That was really all I needed at that point, besides being at the Omega Institute by myself. I had a wonderful mixture of time spent with women friends if I felt like talking, and time by myself. I was given three delicious meals a day. I had wonderful morning and afternoon yoga sessions for strengthening my body. And the other really important thing was that I didn't have anybody else's needs to attend to. I was completely on my own, and didn't have to worry about whether anyone else was happy or unhappy or fed or not fed, or whether anyone else's needs were met. I just had to take care of myself. I let that combination of factors work for me and it did.
Ann: Also, I know you have such a connection to your garden, and to the earth in this beautiful place where you live, and Omega is another beautiful place, with the lake and the garden. When you remove the stress of cooking and cleaning and worrying about other people, I think nature can feed us at a higher order.
Cathy: Yes, you can take in the beauty of the garden and the flowers.

▶ Requirement 1
Return the passage of the Omega Institute interview between "That was really" and "and it did.", inclusive.
▶ Requirement 2
Please condense the paragraph of the Omega Institute interview that starts "That was really all I needed" into a short list of its main points.
▶ Requirement 3
In the Omega Institute interview, how many meals a day were provided?

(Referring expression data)

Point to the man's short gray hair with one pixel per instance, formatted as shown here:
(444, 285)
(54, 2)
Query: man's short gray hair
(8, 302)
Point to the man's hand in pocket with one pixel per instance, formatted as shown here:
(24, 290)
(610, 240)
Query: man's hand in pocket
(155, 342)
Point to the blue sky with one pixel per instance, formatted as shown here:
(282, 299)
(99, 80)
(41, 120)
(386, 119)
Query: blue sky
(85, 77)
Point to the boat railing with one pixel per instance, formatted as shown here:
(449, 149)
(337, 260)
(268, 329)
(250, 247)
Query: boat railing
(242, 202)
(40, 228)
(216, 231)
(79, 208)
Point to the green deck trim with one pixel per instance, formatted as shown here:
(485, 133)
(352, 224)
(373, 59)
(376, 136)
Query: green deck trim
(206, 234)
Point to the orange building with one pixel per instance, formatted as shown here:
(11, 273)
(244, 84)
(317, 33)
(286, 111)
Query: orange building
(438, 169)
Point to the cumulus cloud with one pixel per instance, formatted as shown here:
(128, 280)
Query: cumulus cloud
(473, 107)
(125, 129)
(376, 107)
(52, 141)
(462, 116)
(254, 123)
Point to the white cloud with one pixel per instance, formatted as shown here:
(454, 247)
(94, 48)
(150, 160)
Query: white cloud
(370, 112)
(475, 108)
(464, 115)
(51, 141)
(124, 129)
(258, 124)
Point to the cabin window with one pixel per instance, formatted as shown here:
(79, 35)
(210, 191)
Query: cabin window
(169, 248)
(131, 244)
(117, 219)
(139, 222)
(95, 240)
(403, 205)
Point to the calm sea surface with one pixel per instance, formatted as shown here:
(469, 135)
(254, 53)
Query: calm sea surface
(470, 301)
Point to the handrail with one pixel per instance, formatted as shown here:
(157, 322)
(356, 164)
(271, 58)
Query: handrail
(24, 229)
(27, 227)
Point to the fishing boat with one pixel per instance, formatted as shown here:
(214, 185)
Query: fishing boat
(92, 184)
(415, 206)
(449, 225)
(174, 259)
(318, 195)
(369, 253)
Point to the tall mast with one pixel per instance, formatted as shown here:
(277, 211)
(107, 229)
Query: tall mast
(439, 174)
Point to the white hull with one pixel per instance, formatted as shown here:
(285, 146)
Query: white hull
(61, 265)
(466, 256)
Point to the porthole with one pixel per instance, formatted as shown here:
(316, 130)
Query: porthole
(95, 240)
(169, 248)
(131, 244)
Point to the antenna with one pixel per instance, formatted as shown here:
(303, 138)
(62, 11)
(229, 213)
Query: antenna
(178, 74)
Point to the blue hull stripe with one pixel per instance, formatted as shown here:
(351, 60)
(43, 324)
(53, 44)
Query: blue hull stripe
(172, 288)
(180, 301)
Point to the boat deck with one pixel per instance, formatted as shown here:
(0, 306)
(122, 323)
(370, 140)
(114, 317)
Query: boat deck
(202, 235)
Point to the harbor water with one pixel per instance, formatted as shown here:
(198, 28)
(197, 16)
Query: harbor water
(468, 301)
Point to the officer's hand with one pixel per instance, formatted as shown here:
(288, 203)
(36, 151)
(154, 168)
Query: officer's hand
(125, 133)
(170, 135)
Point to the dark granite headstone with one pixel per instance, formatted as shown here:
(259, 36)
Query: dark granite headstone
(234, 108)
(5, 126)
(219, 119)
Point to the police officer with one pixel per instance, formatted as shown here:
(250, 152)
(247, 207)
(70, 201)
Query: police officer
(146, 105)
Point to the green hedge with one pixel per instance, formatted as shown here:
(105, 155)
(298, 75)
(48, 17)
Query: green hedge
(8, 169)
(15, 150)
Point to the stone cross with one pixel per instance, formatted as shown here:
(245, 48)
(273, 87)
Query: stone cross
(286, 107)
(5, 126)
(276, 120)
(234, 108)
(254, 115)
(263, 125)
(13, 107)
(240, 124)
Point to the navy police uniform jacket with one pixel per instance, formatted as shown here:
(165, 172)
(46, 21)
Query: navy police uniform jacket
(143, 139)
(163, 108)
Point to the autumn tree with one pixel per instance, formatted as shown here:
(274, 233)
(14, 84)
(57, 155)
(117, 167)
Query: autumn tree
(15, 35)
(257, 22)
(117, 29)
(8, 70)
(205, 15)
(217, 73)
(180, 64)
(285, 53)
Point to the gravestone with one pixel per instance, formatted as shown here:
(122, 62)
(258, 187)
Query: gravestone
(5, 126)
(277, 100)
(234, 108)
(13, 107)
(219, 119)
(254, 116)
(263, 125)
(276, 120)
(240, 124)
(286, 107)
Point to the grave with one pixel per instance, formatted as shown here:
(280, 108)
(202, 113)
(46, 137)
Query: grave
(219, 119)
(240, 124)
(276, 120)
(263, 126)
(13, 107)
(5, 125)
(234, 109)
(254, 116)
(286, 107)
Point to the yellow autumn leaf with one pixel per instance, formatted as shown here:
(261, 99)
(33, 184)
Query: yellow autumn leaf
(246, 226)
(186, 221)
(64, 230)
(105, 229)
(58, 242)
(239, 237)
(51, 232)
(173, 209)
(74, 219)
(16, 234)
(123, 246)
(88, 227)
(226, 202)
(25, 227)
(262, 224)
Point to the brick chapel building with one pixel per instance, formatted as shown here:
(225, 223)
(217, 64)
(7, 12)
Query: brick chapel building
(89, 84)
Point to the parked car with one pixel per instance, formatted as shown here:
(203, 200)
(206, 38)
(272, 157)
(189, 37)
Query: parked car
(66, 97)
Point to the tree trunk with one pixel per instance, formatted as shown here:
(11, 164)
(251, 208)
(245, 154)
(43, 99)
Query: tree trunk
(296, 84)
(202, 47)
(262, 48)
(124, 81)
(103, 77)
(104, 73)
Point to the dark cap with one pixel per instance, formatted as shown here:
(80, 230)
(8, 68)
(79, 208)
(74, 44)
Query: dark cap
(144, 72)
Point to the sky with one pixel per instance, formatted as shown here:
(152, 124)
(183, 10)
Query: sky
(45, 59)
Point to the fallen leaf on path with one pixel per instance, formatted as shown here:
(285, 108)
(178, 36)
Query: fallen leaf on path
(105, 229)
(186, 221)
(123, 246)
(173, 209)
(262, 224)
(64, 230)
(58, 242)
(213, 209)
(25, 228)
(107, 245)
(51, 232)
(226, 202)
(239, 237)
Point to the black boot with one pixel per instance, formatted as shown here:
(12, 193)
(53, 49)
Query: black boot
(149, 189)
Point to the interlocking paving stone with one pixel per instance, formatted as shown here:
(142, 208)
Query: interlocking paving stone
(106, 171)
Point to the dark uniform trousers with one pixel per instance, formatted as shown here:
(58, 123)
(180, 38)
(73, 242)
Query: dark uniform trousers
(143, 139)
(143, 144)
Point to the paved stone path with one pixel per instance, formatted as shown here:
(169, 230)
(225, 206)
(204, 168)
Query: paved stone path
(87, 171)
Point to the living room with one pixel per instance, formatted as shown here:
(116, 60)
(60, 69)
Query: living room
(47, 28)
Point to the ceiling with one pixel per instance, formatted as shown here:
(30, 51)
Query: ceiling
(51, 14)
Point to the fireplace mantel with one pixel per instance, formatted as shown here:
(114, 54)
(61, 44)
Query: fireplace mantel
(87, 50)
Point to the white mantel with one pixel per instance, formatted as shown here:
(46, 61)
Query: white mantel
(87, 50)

▶ Exercise output 1
That was really all I needed at that point, besides being at the Omega Institute by myself. I had a wonderful mixture of time spent with women friends if I felt like talking, and time by myself. I was given three delicious meals a day. I had wonderful morning and afternoon yoga sessions for strengthening my body. And the other really important thing was that I didn't have anybody else's needs to attend to. I was completely on my own, and didn't have to worry about whether anyone else was happy or unhappy or fed or not fed, or whether anyone else's needs were met. I just had to take care of myself. I let that combination of factors work for me and it did.

▶ Exercise output 2
- Being at the Omega Institute alone was what was needed then.
- There was a mix of time with women friends for talking and time alone.
- Three delicious meals were provided each day.
- Morning and afternoon yoga sessions strengthened the body.
- No one else's needs had to be attended to, only self-care.
- That combination of factors worked.

▶ Exercise output 3
Three delicious meals a day.